-------- GIVEN RECORDS

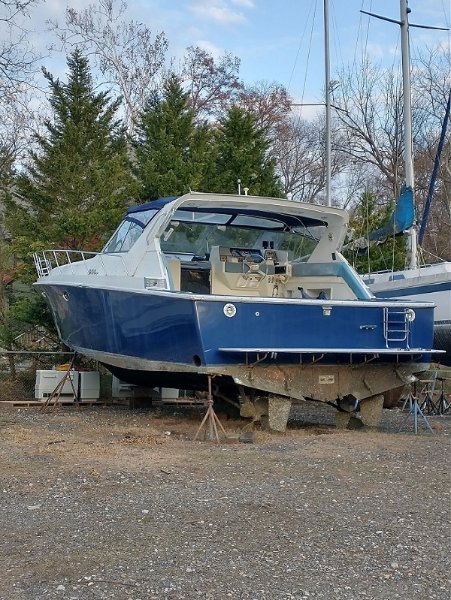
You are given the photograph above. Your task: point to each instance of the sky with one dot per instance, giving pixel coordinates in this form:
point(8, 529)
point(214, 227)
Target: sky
point(276, 40)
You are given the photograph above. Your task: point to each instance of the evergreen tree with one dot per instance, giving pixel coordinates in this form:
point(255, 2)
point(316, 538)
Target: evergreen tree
point(76, 186)
point(172, 151)
point(368, 216)
point(242, 154)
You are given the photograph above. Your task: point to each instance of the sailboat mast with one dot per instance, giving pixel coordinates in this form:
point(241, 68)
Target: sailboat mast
point(412, 246)
point(328, 104)
point(407, 96)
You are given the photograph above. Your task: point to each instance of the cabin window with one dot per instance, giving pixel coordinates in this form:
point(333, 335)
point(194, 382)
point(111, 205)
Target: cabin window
point(129, 231)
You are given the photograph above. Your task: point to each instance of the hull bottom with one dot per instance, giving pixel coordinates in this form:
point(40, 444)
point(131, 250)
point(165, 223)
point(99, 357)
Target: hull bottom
point(313, 381)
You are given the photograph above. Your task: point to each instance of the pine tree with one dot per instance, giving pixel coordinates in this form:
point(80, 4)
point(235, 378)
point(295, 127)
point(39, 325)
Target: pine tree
point(172, 151)
point(368, 216)
point(76, 186)
point(242, 156)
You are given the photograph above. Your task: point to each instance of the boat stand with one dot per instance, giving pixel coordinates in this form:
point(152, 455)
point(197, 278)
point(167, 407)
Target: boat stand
point(54, 397)
point(416, 411)
point(210, 421)
point(443, 404)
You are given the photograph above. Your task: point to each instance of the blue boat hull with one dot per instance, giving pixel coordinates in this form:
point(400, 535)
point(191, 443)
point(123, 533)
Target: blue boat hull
point(170, 328)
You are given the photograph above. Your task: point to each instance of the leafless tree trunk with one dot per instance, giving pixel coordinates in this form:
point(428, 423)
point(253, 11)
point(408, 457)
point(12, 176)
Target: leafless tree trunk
point(127, 54)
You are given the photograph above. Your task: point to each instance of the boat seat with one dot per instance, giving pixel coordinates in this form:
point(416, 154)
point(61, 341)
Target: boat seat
point(232, 274)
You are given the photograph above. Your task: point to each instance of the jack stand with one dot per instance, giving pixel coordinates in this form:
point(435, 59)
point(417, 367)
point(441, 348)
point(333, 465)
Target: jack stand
point(415, 410)
point(210, 420)
point(443, 404)
point(54, 397)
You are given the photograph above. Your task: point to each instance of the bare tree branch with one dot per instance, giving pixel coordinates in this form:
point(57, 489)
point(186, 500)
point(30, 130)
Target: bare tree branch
point(127, 54)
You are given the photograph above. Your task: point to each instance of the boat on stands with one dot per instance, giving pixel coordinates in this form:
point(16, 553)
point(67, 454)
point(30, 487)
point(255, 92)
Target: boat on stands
point(249, 293)
point(431, 282)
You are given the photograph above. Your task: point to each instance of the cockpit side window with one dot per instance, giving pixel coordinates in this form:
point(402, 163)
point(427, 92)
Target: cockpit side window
point(128, 232)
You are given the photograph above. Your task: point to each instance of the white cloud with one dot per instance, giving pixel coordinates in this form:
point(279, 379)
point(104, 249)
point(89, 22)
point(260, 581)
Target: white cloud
point(244, 3)
point(217, 10)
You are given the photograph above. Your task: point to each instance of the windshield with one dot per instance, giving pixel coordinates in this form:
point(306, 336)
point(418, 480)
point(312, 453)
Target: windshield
point(195, 232)
point(196, 239)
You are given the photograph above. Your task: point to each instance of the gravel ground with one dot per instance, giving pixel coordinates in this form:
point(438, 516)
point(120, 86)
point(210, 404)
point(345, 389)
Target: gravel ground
point(112, 503)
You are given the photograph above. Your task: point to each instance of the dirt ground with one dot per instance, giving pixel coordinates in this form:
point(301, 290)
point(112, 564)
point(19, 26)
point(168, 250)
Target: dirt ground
point(109, 502)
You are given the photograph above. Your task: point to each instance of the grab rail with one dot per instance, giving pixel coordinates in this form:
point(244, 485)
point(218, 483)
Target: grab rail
point(46, 260)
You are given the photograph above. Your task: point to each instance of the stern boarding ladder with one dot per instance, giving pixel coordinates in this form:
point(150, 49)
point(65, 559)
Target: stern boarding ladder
point(397, 325)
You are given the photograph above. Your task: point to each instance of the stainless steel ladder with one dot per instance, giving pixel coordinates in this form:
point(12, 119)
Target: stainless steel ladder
point(397, 325)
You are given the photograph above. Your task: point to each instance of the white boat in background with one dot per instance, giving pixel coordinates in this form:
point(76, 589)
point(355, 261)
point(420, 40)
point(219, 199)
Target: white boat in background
point(430, 282)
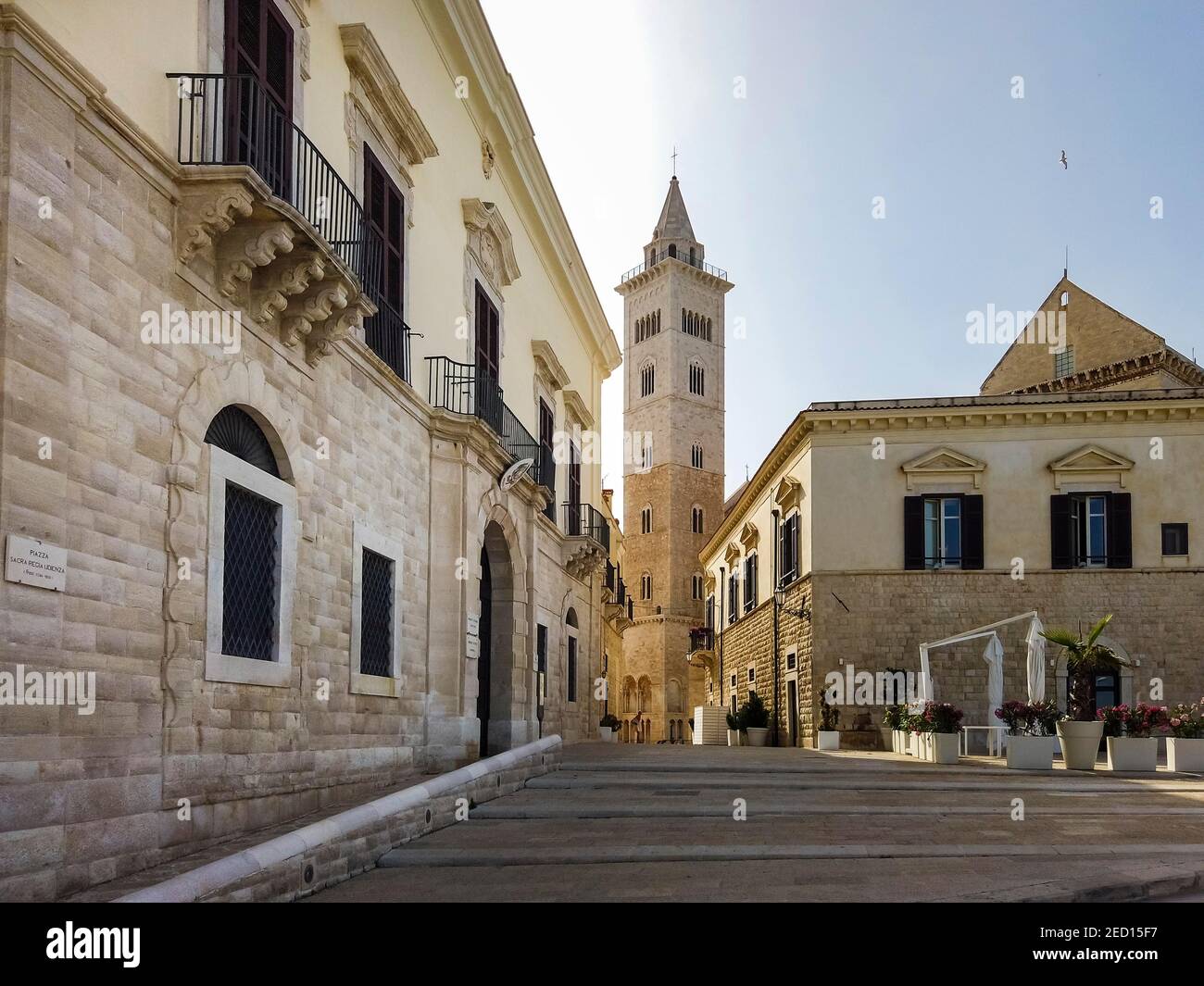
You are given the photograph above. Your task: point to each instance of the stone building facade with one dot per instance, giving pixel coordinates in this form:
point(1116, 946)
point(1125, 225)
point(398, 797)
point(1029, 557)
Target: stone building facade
point(350, 540)
point(673, 468)
point(889, 524)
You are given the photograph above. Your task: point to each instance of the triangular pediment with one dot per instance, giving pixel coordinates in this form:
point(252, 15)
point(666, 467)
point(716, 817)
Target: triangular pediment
point(1091, 464)
point(1092, 459)
point(749, 536)
point(944, 465)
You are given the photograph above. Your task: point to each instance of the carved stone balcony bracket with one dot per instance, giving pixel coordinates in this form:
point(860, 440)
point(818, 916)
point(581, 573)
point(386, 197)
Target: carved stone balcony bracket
point(583, 556)
point(266, 260)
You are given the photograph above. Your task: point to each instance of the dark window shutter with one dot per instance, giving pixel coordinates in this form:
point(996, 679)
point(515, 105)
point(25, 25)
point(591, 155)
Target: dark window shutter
point(1062, 552)
point(972, 532)
point(913, 532)
point(1120, 531)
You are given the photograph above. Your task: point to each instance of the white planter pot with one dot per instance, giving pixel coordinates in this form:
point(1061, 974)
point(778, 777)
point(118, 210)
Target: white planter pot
point(1030, 753)
point(944, 748)
point(1080, 743)
point(1185, 754)
point(830, 740)
point(1127, 753)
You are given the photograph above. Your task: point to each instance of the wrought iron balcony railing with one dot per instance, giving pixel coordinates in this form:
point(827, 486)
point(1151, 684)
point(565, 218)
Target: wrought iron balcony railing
point(585, 520)
point(702, 638)
point(464, 388)
point(230, 119)
point(670, 255)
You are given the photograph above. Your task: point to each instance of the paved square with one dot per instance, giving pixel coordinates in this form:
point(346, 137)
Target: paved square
point(634, 822)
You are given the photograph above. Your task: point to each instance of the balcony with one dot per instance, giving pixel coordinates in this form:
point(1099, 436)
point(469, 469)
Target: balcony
point(462, 388)
point(586, 540)
point(621, 608)
point(670, 255)
point(266, 218)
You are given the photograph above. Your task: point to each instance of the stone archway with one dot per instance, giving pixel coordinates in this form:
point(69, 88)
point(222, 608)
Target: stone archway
point(501, 668)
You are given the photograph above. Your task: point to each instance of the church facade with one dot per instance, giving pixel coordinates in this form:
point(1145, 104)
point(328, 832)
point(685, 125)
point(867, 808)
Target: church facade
point(673, 469)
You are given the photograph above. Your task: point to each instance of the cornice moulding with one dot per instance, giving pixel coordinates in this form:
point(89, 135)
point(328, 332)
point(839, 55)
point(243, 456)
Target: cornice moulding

----------------

Turn the stretch of rows above that opens with the line containing "of the wrought" and closes with the line containing "point(673, 469)" into a numbered list, leaving out any blank lines.

(SOLUTION TO THIS PROBLEM)
1. You are given the photograph above. Your task: point to each instance of the wrought iron balcony railing with one dot per instance, giving pixel coordinates in this form:
2. point(827, 486)
3. point(1151, 684)
4. point(565, 218)
5. Target: wrought iron balcony railing
6. point(585, 520)
7. point(702, 638)
8. point(464, 388)
9. point(230, 119)
10. point(670, 255)
11. You are given the photograph above. Your task: point to each instance of the paved square with one dot per instance, giving pixel coordinates in this form:
12. point(346, 137)
13. Target: paved square
14. point(634, 822)
15. You are given the photograph above. Your task: point to each instance of the balcony with one dot per instance, giving pixel coordinates in this form:
16. point(1099, 436)
17. point(469, 469)
18. Target: balcony
19. point(462, 388)
20. point(586, 540)
21. point(621, 608)
22. point(670, 255)
23. point(266, 218)
24. You are given the photograph above. Your task: point to each instance of the stone archway with one dot per instance, giving pixel coordinates in this form:
25. point(69, 88)
26. point(222, 608)
27. Target: stone archway
28. point(501, 668)
29. You are given the photograph above. Your task: point to each instance of the church facade with one dot per instance, giving pixel coordinates in this form:
30. point(1145, 104)
31. point(328, 832)
32. point(685, 125)
33. point(867, 808)
34. Target: church facade
35. point(673, 469)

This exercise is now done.